Page extract:
————————
Friday, April 14, 2006

Sports Performance as a Commodity

I really appreciate the effort Vern Gambetta makes to educate and provide educational resources--many from other disciplines--to the people, virtual or otherwise, around him. He is very generous. Many of these resources are out of print and their value can now only be communicated by word of mouth. Other notable people in the industry tend to guard their resources as "secrets"--fearful the next guy might make a buck or two. But Vern is an educator at heart, and teachers teach and attempt to make those around them better. Cool.

I wanted to share a concept I read last night from "The Omnivores Dilemma" by Michael Pollan. The book discusses food production, along with many other aspects of agriculture, ecology and biology. In a section discussion industrial "organic" versus artisianal "organic" enterprises, he makes a great point that is applicable to the current trend of something I would call "industrial" sports performance. By "industrial" I mean entities like Velocity and Frappier Acceleration who sell the commodity of sports performance training on a very large scale; so large, they have even franchised the product. (Just so everyone knows, I was a part of the Velocity machine at one time. I lasted exactly 5 months and 4 days as an associate sports performance director.)

Here's the quote:

"Industrial farmers are in the business of selling commodities...a business where the only viable competitive strategy is to be the least-cost producer. The classic way any industrial producer lowers the cost of his product is by substituting capital--new technologies and fossil-fuel energy--for skilled labor and then stepping up production, exploiting the economies of scale to compensate for shrinking profit margins. In a commodity business a producer must sell ever more cheaply and grow ever bigger or be crushed by a competitor that does."
————————
Material provided:
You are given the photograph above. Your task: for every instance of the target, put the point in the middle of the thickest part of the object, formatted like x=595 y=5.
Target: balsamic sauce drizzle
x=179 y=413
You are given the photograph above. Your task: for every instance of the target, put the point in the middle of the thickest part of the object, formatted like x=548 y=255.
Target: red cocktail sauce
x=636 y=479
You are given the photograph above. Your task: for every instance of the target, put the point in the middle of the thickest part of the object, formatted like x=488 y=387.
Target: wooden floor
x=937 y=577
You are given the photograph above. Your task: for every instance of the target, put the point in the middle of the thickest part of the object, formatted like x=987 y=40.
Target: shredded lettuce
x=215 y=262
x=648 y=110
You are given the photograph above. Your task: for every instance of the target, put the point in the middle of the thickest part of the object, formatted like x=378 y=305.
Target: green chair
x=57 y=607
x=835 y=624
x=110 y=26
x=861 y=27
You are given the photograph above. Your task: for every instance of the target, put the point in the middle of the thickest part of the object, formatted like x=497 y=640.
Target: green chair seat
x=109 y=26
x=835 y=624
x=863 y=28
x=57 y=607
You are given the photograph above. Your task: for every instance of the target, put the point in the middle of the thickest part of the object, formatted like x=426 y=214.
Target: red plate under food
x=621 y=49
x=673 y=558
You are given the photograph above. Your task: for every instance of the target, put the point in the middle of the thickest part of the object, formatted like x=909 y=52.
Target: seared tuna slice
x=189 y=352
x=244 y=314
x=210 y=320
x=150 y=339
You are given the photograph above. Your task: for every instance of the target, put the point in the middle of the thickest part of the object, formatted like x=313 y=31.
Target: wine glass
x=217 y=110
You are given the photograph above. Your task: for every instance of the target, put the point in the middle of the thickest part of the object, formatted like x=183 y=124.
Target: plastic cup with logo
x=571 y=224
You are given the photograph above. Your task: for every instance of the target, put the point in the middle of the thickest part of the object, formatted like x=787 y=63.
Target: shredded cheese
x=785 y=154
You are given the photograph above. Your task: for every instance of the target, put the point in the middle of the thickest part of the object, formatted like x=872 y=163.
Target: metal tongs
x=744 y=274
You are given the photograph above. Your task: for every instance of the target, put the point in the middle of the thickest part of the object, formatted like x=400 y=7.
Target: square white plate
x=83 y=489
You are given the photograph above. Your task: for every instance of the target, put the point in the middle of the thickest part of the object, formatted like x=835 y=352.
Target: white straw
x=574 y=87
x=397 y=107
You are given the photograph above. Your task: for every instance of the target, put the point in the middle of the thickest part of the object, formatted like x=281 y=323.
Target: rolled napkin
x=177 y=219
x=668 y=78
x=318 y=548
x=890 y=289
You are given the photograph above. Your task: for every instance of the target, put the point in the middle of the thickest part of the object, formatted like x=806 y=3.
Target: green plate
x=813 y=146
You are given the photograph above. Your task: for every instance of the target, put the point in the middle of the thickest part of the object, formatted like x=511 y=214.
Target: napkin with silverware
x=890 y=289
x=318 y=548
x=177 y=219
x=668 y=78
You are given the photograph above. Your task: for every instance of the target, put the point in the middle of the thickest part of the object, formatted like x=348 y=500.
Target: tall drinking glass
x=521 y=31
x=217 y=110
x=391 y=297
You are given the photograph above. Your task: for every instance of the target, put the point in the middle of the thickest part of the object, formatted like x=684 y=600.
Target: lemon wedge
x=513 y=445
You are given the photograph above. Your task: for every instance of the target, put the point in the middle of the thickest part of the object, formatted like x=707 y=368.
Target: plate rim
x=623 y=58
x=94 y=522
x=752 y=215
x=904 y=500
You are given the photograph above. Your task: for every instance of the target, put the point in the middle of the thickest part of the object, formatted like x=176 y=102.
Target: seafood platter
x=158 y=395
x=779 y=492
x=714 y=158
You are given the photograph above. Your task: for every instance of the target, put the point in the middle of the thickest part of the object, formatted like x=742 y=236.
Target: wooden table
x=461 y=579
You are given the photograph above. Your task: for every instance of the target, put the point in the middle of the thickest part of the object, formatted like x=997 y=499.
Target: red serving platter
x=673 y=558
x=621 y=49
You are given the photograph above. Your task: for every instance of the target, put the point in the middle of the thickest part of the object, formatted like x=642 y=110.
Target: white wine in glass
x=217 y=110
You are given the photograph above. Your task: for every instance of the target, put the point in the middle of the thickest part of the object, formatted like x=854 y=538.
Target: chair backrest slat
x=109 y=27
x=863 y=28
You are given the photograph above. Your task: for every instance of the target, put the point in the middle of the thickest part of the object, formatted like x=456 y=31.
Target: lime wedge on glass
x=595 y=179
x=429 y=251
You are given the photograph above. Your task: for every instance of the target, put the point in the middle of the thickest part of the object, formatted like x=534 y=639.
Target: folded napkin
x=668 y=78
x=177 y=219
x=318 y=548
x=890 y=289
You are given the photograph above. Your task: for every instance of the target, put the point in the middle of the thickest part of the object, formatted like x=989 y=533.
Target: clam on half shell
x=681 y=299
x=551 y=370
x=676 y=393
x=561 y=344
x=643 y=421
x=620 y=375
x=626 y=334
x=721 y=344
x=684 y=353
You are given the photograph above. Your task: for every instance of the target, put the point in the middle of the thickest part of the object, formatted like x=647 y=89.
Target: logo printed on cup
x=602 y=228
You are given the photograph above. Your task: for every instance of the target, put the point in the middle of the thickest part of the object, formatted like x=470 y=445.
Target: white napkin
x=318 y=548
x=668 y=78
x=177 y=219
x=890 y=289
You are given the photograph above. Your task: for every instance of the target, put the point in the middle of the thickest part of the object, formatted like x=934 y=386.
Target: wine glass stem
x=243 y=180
————————
List of tasks:
**1)** Which subjects does the post on sports performance as a commodity say the book by Michael Pollan discusses?
**2)** Could you continue the post on sports performance as a commodity, picking up right after the quoted passage?

Results for each task:
**1)**
- Food production
- Agriculture
- Ecology
- Biology

**2)**
Those entities that sell sports performance to the masses, do exactly this. They sell impressive 24,000 square foot facilities, turf, or high speed treadmills to draw in the masses. And while some of their underlying concepts are good, the end-product is so watered-down--the teaching environments so sub-optimal and the labor so unskilled. The bottom line is survive to make $$$--not truly educate parents, coaches or athletes on the value of general physical preparation and movement. Check out the turnover at your local Velocity or Acceleration; check out the longevity of their franchises. Some survive; many do not.

For a different perspective on the sports performance model, check out The Center for Athletic Performance, just south of Kansas City, MO. Scott Moody and his staff have higher goals than just making money or selling bling--they just want to be better and do right by the kids and the parents.